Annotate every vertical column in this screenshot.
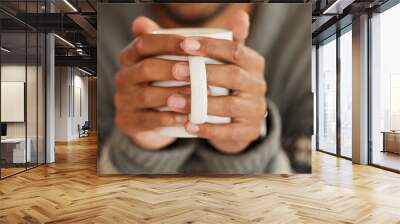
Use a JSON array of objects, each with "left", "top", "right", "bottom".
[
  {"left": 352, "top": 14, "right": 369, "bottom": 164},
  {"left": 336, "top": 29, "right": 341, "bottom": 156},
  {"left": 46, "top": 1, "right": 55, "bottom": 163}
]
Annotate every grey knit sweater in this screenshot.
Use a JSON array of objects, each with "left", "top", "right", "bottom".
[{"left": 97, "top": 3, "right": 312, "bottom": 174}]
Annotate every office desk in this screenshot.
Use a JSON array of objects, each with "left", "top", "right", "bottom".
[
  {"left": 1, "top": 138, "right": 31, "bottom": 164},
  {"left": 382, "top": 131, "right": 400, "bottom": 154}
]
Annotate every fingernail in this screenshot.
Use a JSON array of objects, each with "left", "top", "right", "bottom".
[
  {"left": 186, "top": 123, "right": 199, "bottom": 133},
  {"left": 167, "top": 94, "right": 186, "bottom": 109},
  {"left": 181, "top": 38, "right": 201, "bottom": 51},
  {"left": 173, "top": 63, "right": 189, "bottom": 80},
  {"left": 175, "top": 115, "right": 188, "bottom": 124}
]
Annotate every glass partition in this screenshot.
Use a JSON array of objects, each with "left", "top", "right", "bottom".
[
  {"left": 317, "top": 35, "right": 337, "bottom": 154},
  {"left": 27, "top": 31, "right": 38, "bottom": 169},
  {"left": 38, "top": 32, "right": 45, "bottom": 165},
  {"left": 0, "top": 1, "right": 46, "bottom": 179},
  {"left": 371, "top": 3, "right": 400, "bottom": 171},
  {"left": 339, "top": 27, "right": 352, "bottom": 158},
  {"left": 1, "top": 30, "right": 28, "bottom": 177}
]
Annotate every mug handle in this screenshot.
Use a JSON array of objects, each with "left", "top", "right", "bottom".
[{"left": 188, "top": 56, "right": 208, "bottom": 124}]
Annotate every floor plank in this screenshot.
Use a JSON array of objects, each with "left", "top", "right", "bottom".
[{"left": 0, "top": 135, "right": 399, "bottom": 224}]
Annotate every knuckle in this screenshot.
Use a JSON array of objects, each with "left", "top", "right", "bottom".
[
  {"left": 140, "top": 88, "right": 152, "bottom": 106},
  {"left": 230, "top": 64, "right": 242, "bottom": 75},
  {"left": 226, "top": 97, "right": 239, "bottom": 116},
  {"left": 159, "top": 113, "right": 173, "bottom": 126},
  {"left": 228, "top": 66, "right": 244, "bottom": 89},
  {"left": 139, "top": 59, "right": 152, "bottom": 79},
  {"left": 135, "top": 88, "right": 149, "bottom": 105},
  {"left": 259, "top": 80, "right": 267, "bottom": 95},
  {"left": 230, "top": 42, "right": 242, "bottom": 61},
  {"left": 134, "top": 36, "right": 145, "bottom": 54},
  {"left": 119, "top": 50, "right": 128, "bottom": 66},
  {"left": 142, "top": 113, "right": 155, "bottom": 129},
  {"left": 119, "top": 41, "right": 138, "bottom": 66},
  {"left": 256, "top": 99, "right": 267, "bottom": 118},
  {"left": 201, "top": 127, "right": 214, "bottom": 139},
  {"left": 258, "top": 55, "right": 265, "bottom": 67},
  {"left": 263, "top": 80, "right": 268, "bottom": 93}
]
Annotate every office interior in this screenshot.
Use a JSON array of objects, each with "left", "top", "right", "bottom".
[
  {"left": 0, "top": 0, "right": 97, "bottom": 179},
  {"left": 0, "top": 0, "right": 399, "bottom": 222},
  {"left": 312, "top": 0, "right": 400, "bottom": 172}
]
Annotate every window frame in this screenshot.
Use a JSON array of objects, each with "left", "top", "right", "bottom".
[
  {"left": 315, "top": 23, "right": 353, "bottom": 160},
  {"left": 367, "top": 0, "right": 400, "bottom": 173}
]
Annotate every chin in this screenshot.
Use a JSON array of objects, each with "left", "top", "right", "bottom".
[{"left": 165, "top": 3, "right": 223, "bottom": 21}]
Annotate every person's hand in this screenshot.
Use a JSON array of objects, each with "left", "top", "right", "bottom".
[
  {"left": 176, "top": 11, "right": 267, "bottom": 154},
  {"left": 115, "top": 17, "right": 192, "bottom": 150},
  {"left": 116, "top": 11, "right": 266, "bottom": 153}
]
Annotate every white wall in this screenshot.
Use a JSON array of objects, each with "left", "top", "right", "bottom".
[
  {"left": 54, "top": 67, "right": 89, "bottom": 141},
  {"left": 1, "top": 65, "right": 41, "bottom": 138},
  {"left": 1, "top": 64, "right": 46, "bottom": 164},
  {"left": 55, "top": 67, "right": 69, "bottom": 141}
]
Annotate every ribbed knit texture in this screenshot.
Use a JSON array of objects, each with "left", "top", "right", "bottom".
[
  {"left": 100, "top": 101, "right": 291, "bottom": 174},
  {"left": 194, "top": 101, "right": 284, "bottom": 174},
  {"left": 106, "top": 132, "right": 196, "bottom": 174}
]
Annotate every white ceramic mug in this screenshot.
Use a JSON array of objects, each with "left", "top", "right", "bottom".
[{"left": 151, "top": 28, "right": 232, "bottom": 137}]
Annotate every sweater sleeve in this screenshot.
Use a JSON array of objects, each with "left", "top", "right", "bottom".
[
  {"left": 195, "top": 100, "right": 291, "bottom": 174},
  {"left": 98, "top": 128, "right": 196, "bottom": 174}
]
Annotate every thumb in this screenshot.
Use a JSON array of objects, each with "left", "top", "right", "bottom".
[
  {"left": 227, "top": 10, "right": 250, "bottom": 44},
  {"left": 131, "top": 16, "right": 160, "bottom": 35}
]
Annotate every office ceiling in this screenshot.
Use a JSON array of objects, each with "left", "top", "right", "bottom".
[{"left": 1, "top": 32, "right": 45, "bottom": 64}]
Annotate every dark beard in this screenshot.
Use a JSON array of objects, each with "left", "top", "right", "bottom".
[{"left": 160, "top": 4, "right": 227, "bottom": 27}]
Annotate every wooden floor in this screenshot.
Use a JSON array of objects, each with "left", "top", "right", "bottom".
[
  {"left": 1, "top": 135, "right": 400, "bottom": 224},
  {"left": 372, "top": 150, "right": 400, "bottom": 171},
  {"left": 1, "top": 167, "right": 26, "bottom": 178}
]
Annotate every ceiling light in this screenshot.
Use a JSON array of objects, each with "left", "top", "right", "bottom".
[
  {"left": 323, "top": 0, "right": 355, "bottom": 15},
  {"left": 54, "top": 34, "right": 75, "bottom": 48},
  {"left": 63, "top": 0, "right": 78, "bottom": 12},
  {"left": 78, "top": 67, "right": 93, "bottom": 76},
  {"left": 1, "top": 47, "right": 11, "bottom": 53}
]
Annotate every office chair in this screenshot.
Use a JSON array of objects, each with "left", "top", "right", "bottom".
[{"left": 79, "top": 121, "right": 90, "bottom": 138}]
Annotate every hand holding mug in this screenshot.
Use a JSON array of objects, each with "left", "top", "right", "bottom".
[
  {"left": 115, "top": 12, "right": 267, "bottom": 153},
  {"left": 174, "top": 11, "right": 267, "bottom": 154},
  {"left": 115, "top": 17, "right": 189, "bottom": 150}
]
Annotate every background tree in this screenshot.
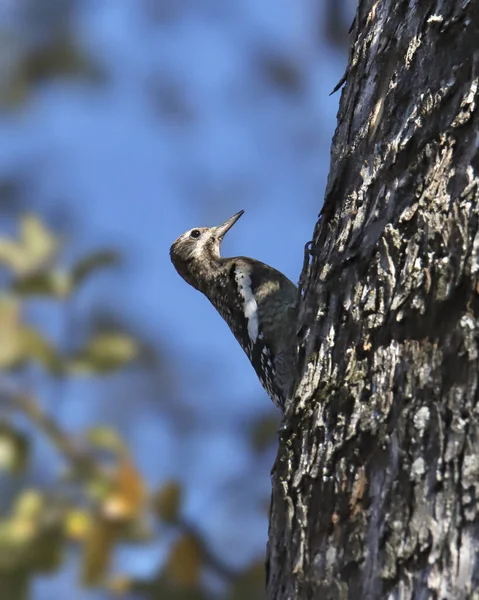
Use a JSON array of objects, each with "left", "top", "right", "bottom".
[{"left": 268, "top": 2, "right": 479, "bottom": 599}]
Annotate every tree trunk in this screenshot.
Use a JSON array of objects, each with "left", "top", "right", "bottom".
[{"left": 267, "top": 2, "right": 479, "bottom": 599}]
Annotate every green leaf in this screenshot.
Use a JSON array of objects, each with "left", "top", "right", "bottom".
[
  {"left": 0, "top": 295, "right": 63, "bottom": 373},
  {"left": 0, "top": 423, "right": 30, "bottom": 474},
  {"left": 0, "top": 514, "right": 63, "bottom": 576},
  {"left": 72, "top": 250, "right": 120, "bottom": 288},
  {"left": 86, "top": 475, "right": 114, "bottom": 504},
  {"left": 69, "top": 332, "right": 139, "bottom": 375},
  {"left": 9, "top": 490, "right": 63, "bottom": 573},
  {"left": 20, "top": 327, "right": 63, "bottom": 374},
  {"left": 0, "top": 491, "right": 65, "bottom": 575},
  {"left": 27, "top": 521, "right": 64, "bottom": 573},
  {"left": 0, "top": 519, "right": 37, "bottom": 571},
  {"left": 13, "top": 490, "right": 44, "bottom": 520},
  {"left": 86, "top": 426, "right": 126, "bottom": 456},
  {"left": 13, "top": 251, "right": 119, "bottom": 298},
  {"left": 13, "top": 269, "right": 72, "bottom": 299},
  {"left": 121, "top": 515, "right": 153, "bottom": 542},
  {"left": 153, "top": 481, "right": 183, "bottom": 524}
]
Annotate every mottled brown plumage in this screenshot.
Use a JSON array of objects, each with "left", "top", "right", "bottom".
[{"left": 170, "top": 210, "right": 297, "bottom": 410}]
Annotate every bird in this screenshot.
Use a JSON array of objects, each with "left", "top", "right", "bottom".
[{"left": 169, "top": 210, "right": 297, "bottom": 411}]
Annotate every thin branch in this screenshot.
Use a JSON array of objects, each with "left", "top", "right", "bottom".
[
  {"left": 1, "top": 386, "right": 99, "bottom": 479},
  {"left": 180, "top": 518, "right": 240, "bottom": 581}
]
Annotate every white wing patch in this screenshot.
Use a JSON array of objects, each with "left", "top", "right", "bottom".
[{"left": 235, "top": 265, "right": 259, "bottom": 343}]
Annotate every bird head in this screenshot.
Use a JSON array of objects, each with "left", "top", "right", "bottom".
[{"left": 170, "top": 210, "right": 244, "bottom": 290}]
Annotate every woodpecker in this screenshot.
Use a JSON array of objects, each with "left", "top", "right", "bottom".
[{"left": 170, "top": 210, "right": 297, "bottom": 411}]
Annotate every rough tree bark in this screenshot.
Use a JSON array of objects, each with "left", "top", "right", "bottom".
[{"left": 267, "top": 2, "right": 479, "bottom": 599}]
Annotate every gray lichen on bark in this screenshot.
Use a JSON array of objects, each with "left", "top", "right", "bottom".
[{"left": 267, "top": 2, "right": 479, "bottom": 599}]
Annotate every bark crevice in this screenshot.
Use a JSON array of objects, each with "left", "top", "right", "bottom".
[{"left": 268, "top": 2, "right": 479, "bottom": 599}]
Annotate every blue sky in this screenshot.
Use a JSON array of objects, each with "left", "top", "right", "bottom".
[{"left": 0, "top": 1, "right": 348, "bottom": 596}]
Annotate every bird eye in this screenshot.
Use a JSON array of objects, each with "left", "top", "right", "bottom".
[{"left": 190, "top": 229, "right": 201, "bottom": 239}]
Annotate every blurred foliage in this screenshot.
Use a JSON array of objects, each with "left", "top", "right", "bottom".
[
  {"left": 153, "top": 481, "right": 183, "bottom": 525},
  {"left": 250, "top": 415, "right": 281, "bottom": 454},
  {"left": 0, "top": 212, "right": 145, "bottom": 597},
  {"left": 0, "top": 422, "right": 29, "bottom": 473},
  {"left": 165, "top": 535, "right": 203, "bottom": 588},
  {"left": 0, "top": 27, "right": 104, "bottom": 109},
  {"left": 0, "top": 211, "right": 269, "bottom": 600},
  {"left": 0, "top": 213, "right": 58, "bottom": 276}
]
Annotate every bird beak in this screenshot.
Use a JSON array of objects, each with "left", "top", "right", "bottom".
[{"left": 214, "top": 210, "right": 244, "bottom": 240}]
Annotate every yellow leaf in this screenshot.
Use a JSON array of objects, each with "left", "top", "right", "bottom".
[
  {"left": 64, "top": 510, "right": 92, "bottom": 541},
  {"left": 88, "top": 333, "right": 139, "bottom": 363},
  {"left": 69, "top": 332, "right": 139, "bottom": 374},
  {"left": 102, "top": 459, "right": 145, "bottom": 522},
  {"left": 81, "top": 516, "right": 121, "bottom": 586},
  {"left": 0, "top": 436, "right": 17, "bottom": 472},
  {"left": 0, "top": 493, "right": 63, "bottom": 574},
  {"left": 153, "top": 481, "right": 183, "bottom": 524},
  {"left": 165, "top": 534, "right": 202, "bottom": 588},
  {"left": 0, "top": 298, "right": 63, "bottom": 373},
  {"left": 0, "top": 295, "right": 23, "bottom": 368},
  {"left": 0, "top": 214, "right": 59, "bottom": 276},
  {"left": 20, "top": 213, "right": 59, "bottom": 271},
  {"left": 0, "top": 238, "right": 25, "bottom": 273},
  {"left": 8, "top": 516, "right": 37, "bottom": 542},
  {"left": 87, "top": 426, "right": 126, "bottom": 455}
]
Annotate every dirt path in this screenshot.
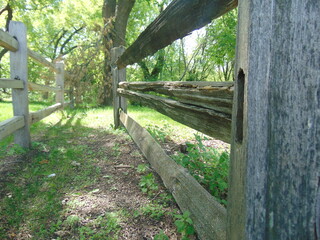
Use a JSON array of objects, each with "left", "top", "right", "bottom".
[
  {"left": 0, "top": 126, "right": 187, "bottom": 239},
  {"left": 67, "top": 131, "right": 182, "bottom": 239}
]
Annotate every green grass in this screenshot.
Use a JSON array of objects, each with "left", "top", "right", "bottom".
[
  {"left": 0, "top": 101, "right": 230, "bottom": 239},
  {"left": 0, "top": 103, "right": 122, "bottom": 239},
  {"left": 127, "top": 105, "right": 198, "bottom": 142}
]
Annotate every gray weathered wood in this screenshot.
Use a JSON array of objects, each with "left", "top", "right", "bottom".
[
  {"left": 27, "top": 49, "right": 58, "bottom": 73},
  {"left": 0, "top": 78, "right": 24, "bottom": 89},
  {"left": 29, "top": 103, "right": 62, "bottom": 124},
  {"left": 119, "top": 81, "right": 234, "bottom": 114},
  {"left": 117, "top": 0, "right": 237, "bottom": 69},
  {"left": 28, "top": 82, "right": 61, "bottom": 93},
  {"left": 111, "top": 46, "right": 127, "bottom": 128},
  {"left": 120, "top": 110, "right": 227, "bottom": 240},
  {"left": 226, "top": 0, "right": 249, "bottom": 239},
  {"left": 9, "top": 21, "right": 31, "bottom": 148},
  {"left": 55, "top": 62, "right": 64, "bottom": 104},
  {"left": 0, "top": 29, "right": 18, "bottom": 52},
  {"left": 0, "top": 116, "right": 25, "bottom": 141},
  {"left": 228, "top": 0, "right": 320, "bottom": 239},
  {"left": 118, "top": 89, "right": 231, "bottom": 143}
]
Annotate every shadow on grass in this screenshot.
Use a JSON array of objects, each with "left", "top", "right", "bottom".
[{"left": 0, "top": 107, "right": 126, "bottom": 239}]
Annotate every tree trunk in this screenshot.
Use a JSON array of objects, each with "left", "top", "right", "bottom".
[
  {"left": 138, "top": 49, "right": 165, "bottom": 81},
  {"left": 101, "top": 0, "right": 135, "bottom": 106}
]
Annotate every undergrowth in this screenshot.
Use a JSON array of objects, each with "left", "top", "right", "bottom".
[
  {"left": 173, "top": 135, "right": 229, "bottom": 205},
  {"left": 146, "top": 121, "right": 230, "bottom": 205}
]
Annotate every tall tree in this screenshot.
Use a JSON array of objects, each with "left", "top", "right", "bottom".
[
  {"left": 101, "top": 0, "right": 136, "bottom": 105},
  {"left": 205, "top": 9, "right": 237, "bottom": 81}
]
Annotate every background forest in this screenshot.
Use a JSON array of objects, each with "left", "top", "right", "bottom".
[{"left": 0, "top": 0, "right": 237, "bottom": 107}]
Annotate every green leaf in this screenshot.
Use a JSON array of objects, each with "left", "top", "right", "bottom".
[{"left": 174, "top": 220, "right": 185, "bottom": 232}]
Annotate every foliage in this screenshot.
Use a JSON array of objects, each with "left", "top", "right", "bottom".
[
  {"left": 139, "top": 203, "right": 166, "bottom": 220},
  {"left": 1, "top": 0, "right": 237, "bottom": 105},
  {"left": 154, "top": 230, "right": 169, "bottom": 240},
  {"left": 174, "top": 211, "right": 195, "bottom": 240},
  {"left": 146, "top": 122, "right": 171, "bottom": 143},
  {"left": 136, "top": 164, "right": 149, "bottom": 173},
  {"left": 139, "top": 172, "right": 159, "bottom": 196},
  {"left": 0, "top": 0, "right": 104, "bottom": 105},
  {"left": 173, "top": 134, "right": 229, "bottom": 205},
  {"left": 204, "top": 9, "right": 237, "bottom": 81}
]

____________

__Problem description__:
Transcribe each line of the data above, unaltered, from the one where "Annotate every thin" appears to the one where "Annotate every bird eye in this screenshot." appears, inclusive of both.

__Exercise solution__:
Annotate every thin branch in this screenshot.
Use a JSON array of objects, each with "left", "top", "right", "bottom".
[
  {"left": 1, "top": 386, "right": 99, "bottom": 479},
  {"left": 180, "top": 518, "right": 240, "bottom": 581}
]
Annotate every white wing patch in this screenshot.
Use a JSON array of objects, each with "left", "top", "right", "bottom".
[{"left": 235, "top": 265, "right": 259, "bottom": 343}]
Annotate every bird head in this screenshot.
Use a JSON array of objects, each with "left", "top", "right", "bottom".
[{"left": 170, "top": 210, "right": 244, "bottom": 290}]
Annotate every woodpecker in this screenshot.
Use a JSON array of objects, each with "left", "top", "right", "bottom".
[{"left": 170, "top": 210, "right": 297, "bottom": 411}]
Annotate every rough tree bark in this screenshot.
Use a JSON array of objects, each with "left", "top", "right", "bottom".
[{"left": 267, "top": 2, "right": 479, "bottom": 599}]
Annotate every gray lichen on bark in this screenshot.
Use a JSON array of objects, each with "left", "top", "right", "bottom".
[{"left": 267, "top": 2, "right": 479, "bottom": 599}]
Annotate every bark crevice in this screenshot.
Use a JSON array of objects, each with "left", "top", "right", "bottom".
[{"left": 268, "top": 2, "right": 479, "bottom": 599}]
Annotate every blue sky in this screenshot.
Use a JSON array of objects, each with "left", "top", "right", "bottom".
[{"left": 0, "top": 1, "right": 348, "bottom": 596}]
Annotate every bird eye in this screenshot.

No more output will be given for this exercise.